### Assignment
Your task is to copy each line of the material that holds the word "path".

### Records to use
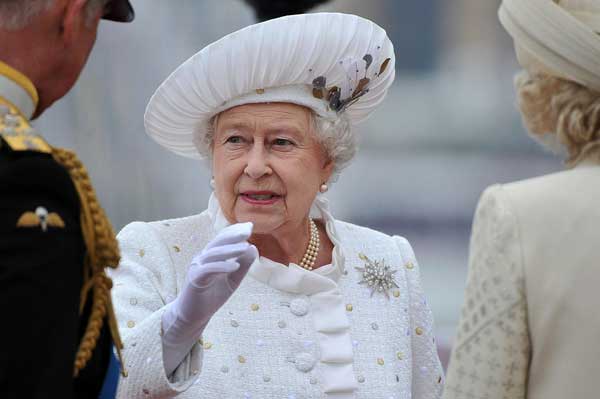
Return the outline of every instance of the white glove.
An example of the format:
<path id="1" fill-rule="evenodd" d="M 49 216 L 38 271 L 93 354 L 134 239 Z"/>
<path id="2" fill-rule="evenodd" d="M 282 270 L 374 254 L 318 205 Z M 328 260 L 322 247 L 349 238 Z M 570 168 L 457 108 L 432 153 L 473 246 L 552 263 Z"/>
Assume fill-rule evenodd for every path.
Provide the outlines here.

### Solution below
<path id="1" fill-rule="evenodd" d="M 49 216 L 38 271 L 93 354 L 134 239 Z"/>
<path id="2" fill-rule="evenodd" d="M 282 270 L 374 254 L 318 205 Z M 328 260 L 322 247 L 349 238 Z M 570 168 L 457 108 L 432 153 L 473 246 L 552 263 Z"/>
Assume fill-rule evenodd for every path.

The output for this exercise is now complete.